● **Goal of the exercise**
Copy the minute order between "United States District Court, W.D." and "C. COUGHENOUR, JUDGE.", inclusive, substituting "Defendant" for "Respondent".

● **Source extract**
United States District Court, W.D. Washington, Seattle

December 11, 2019

GUY ADAM ROOK, Petitioner,
v.
DONALD R. HOLBROOK, Respondent.

          MINUTE ORDER

          THE HONORABLE JOHN C. COUGHENOUR, JUDGE.

         The following Minute Order is made by direction of the Court, the Honorable John C. Coughenour, United States District Judge:

         This matter comes before the Court on Petitioner's motion to file overlength objections to the report and recommendation (Dkt. No. 51) and motion for reconsideration of the order striking Petitioner's pro se objections (Dkt. No. 53).

         I. Overlength Briefing

         The report and recommendation stated that, “Objections and responses shall not exceed twelve (12) pages.” (Dkt. No. 47 at 60.) Petitioner asks for leave to file 14-page objections to the report and recommendation, citing the substantial legal and factual issues presented in this case. (See Dkt. No. 51.) Having thoroughly considered the motion and the relevant record, the Court hereby GRANTS the motion. Petitioner is granted leave to file a 14-page brief setting forth his objections to the report and recommendation.

         II. Motion for Reconsideration

         In September 2019, Petitioner, while represented by counsel, asked the Court to consider his pro se supplemental reply brief in support of his underlying § 2254 petition. (Dkt. No. 42.) The Honorable Brian A. Tsuchida, United States Magistrate Judge, denied Petitioner's request. (Dkt. No. 46.) Judge Tsuchida found that Petitioner had not requested to proceed on his own behalf and “does not have the right to co-litigate a federal habeas petition pro se while represented by counsel.” (Id. at 2) (citing W.D. Wash. Local Civ. R. 83.2(b)(5)).[1] Judge Tsuchida also found that Petitioner's “difficulty trusting counsel” was insufficient to warrant granting his request. (Id.) Nonetheless, while Petitioner's counsel offered substantive argument only as to one of Petitioner's claims, Judge Tsuchida's report and recommendation thoroughly addressed the merits of each of Petitioner's claims in his § 2254 petition. (See Dkt. Nos. 41, 46 at 2-3, 47.)

● **Rows**
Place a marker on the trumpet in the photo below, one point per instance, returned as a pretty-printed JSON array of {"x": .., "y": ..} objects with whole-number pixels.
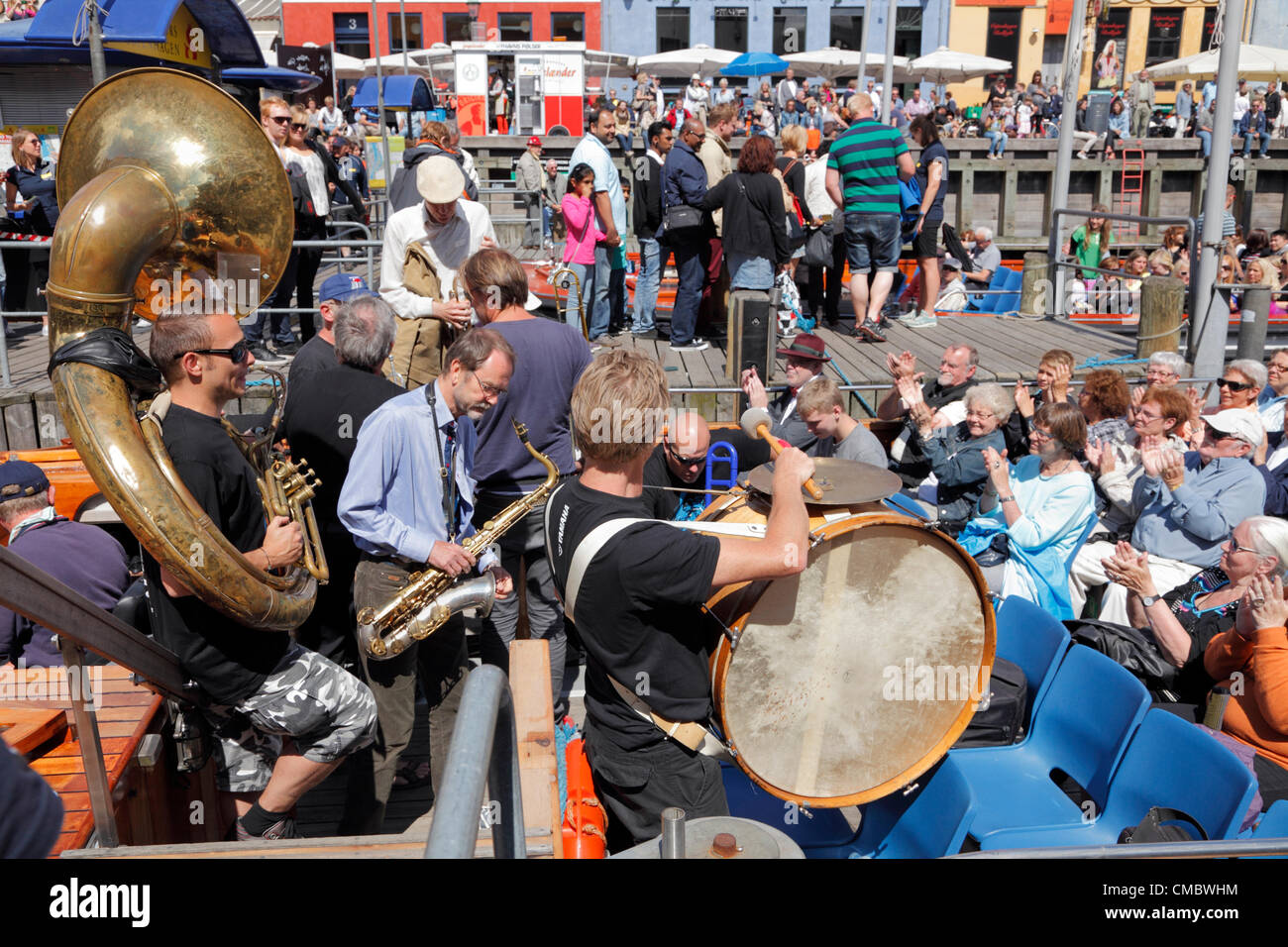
[
  {"x": 286, "y": 487},
  {"x": 559, "y": 278}
]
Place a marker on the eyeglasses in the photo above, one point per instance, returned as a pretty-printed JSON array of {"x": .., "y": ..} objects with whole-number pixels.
[
  {"x": 490, "y": 390},
  {"x": 697, "y": 460},
  {"x": 239, "y": 354}
]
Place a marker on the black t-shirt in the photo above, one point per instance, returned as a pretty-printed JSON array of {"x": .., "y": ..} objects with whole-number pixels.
[
  {"x": 638, "y": 612},
  {"x": 228, "y": 660},
  {"x": 316, "y": 355},
  {"x": 1193, "y": 682},
  {"x": 323, "y": 412},
  {"x": 928, "y": 155}
]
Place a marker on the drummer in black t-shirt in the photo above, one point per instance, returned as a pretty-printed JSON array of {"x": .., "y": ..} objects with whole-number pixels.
[
  {"x": 265, "y": 685},
  {"x": 635, "y": 600}
]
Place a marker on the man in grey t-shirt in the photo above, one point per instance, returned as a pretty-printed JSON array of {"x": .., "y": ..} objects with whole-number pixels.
[{"x": 822, "y": 407}]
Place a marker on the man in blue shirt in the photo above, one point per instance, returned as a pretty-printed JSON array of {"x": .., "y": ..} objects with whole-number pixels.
[
  {"x": 408, "y": 500},
  {"x": 609, "y": 214},
  {"x": 1252, "y": 127}
]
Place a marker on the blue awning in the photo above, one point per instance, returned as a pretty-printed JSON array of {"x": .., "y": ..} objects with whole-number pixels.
[
  {"x": 271, "y": 77},
  {"x": 227, "y": 31},
  {"x": 400, "y": 91}
]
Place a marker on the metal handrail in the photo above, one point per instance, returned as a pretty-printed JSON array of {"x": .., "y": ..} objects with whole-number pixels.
[{"x": 484, "y": 750}]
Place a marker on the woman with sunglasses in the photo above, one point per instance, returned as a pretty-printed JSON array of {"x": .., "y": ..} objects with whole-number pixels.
[
  {"x": 1240, "y": 384},
  {"x": 1033, "y": 513},
  {"x": 1183, "y": 622}
]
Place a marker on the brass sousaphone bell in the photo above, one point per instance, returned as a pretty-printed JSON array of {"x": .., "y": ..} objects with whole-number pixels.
[{"x": 165, "y": 179}]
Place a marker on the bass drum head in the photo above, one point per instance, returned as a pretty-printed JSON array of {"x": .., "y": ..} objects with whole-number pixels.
[{"x": 853, "y": 678}]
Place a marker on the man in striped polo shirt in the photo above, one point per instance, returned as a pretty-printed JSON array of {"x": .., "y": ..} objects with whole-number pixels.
[{"x": 863, "y": 171}]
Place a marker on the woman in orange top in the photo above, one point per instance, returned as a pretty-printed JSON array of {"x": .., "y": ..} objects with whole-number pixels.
[{"x": 1252, "y": 660}]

● **Solution**
United States District Court, W.D. Washington, Seattle

December 11, 2019

GUY ADAM ROOK, Petitioner,
v.
DONALD R. HOLBROOK, Defendant.

          MINUTE ORDER

          THE HONORABLE JOHN C. COUGHENOUR, JUDGE.